DOCUMENT EXCERPT -
★ ★ ★

OPINION
COWEN, Circuit Judge.
Lightman
&
Associates, P.C., d/b/a Lightman & Manochi and Glenn A. Mano-chi, Esquire (collectively “the Objectors”) appeal from the Magistrate Judge’s order granting the motion for final approval of the class settlement, award of attorneys’ fees, and incentive award filed by Plaintiff Landsman & Funk, P.C. (“Landsman”). We will affirm.
I.
In 2008, Landsman filed a putative class action in the United States District Court for the District of New Jersey against Defendant Skinder-Strauss Associates (“Skinder-Strauss”) under the Telephone Consumer Protection Act (“TCPA”). Landsman alleged that Skinder-Strauss violated this statute by sending out thousands of unsolicited fax advertisements. The case was heavily litigated by the parties. For example, Landsman successfully appealed to this Court from the District Court’s order dismissing its first amended complaint.
See, e.g., Landsman & Funk, P.C. v. Skinder-Strauss Assocs.,
Nos. 09-3105, 09-3532, 09-3793, 2012 WL 2052685 (3d Cir. Apr. 17, 2012) (en banc) (vacating order granting reargument en banc and reinstating panel opinion to extent consistent with Supreme Court’s holding in
Mims v. Arrow Fin. Servs., LLC,
— U.S. -, 132 S.Ct. 740, 181 L.Ed.2d 881 (2012), that federal courts have jurisdiction over TCPA causes of action);
Landsman & Funk, P.C. v. Skinder-Strauss Assocs.,
640 F.3d 72 (3d Cir.2011) (vacating District Court’s order). After an all-day mediation session with retired Magistrate Judge John J. Hughes, Landsman and Skinder-Strauss reached a settlement. The parties consented to the Magistrate Judge’s jurisdiction. The Magistrate Judge preliminarily certified the class for settlement purposes and preliminarily approved the settlement.
“The Settlement Agreement provides for a total settlement fund of $625,000 — to be distributed on a sliding scale from $500 to $175 per fax received depending on whether the fax was retained and on how many faxes were received by a claimant— attorney’s fees of one-third of the fund, and an incentive award.”
Landsman & Funk, P.C. v. Skinder-Strauss Assocs.,
Civil Action No. 08CV3610 (CLW), 2015 WL 2383358, at *1 (D.N.J. May 18, 2015). The conditionally certified class included “anyone who, from June 15, 2008 through August 31, 2008, was sent or caused to be
sent one or more facsimile advertisements by Skinder-Strauss Associates, its employees, agents, vendors or contractors.” (JA206.) To submit a claim, a claimant was required to fill out a claim form certifying under penalty of perjury that (he claimant or his or her -business had received one. or more fax advertisements during the class period. While the Objectors were notified of the class action settlement and submitted a claim form, they refused to declare under the penalty of .perjury that they had actually received a fax. Instead, Manochi indicated that, to best of his knowledge, a fax advertisement had been received during the class period. The claim was rejected. The Objectors were also the only putative class members to file an objection.

★ ★ ★

GIVEN ENTRIES -
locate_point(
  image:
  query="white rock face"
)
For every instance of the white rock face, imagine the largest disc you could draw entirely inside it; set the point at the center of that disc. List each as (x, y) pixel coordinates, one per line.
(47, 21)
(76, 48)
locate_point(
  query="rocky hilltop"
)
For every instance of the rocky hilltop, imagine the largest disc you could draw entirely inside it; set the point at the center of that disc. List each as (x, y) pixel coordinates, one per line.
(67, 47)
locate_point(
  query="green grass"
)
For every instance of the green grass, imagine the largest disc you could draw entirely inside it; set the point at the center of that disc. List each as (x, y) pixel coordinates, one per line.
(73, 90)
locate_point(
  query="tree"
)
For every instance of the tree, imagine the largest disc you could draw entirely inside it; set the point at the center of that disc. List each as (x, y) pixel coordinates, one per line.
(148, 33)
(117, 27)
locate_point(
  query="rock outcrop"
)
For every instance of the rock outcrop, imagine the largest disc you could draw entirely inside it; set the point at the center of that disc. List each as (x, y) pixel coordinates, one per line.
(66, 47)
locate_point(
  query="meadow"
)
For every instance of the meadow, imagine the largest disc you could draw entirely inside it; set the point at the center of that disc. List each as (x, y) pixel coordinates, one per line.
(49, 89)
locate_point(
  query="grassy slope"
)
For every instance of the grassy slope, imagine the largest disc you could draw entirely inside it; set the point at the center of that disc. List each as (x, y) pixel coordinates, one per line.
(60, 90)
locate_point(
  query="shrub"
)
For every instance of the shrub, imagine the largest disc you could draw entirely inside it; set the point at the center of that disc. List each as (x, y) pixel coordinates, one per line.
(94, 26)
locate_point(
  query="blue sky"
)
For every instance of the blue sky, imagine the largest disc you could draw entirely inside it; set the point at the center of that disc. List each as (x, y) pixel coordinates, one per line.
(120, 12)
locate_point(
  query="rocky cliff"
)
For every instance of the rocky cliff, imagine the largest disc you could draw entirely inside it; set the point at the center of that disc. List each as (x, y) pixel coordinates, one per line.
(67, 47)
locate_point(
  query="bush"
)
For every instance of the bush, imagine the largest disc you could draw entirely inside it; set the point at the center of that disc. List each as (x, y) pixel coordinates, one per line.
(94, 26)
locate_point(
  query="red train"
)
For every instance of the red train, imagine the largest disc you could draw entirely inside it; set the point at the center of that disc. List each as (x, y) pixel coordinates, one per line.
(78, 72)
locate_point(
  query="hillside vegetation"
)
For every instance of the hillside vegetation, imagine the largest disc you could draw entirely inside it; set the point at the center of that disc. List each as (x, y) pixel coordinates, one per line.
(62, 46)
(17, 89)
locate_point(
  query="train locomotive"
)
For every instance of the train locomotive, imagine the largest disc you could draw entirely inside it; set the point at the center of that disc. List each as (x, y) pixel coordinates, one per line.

★ ★ ★

EXERCISE INSTRUCTIONS - Please list each thing that the motion filed by Landsman sought, according to the court opinion.

REPLY TO THE TASK -
- Final approval of the class settlement
- An award of attorneys' fees
- An incentive award